━━━ Record set ━━━

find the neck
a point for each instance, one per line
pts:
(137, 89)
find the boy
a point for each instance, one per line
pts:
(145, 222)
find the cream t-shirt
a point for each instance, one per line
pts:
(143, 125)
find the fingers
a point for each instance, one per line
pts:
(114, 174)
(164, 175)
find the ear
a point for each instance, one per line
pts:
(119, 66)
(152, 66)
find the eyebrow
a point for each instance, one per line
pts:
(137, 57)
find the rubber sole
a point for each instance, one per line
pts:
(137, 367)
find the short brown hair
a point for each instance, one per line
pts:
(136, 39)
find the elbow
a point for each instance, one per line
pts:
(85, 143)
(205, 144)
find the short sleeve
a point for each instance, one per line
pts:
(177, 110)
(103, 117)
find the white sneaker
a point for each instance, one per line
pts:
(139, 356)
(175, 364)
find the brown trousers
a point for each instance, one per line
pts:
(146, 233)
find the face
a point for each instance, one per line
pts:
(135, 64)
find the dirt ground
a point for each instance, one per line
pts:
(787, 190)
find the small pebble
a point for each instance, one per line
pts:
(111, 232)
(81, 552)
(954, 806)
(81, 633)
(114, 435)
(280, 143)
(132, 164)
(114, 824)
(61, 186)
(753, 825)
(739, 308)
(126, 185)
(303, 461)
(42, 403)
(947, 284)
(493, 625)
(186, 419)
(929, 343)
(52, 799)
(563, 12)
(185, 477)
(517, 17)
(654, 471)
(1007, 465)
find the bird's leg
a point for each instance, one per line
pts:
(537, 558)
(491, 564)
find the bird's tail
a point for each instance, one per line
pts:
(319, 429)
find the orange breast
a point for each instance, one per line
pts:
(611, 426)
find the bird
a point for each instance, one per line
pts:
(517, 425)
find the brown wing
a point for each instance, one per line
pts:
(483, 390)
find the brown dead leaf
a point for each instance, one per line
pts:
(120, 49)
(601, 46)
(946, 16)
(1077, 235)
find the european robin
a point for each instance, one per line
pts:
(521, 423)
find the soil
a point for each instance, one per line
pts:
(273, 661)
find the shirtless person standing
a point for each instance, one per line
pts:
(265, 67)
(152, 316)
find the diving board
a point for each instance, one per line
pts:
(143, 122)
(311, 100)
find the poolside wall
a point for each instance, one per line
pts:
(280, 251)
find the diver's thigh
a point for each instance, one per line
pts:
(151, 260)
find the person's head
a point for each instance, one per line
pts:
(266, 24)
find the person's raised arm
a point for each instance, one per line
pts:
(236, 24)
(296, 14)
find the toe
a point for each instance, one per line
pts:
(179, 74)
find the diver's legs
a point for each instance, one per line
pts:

━━━

--- What needs to be done ---
Can you give all of the lines above as a numbered list, leaving out any blank ones?

--- Final answer ---
1. find the neck
2. a point for each instance, one per line
3. pts:
4. (137, 89)
5. find the boy
6. a point for each instance, one per line
7. pts:
8. (145, 222)
9. find the cream t-shirt
10. a point for each instance, one per line
11. pts:
12. (143, 125)
13. find the fingers
14. a point for each instance, one per line
15. pts:
16. (114, 174)
17. (164, 175)
18. find the ear
19. a point for each instance, one per line
20. pts:
21. (119, 66)
22. (152, 66)
23. find the eyebrow
24. a point for each instance, one per line
25. pts:
26. (137, 57)
27. find the rubber sole
28. a point for each instance, one per line
29. pts:
30. (137, 367)
31. find the short brown hair
32. a point for each instance, one per line
33. pts:
34. (136, 39)
35. find the elbow
36. a point for each instance, one per line
37. pts:
38. (85, 143)
39. (205, 144)
40. find the short sleeve
41. a point for each instance, one per line
42. pts:
43. (177, 110)
44. (103, 117)
45. find the white sneaker
46. a point for each instance, one per line
47. pts:
48. (139, 356)
49. (175, 364)
50. find the brown trousers
51. a point for each instance, one per line
52. pts:
53. (146, 233)
54. find the face
55. a point for each instance, one per line
56. pts:
57. (135, 64)
58. find the dirt ground
59. a point for each instance, one per line
60. pts:
61. (787, 190)
62. find the small pebble
63. a point for each instance, one per line
64. pts:
65. (111, 232)
66. (81, 552)
67. (954, 806)
68. (81, 633)
69. (114, 435)
70. (280, 143)
71. (132, 164)
72. (114, 824)
73. (61, 186)
74. (753, 825)
75. (739, 308)
76. (126, 185)
77. (303, 461)
78. (42, 403)
79. (947, 284)
80. (493, 625)
81. (186, 419)
82. (929, 343)
83. (52, 799)
84. (563, 12)
85. (185, 477)
86. (517, 17)
87. (654, 471)
88. (1007, 465)
89. find the bird's leg
90. a point for each instance, one per line
91. pts:
92. (537, 558)
93. (491, 564)
94. find the bird's tail
95. a point for each instance, one per line
96. pts:
97. (319, 429)
98. find the orange breast
99. a point for each instance, one per line
100. pts:
101. (611, 426)
102. find the bird
103. a point for each instance, one per line
104. pts:
105. (517, 425)
106. find the brown wing
107. a point for each instance, one per line
108. pts:
109. (483, 390)
110. find the brown dead leaf
111. a point for each instance, one per line
112. pts:
113. (120, 49)
114. (601, 46)
115. (946, 16)
116. (1077, 235)
117. find the european robin
118. a point for each instance, one per line
119. pts:
120. (521, 423)
121. find the soil
122. a point for each instance, one per line
123. pts:
124. (273, 661)
125. find the shirtless person standing
126. a point for each instance, one per line
127. pts:
128. (265, 67)
129. (152, 316)
130. find the diving board
131. a point for each instance, one per line
132. pts:
133. (143, 122)
134. (311, 100)
135. find the poolside wall
136. a point for each instance, one per line
137. pts:
138. (280, 251)
139. find the diver's thigh
140. a point for each instance, one per line
141. pts:
142. (151, 260)
143. find the person's head
144. a point for each instance, one per line
145. pts:
146. (266, 24)
147. find the person's raised arm
148. a point for each instance, one per line
149. pts:
150. (236, 24)
151. (296, 14)
152. find the toe
153. a point for each instance, one per line
154. pts:
155. (179, 74)
156. find the diver's legs
157. a point for each instance, one per line
158. pts:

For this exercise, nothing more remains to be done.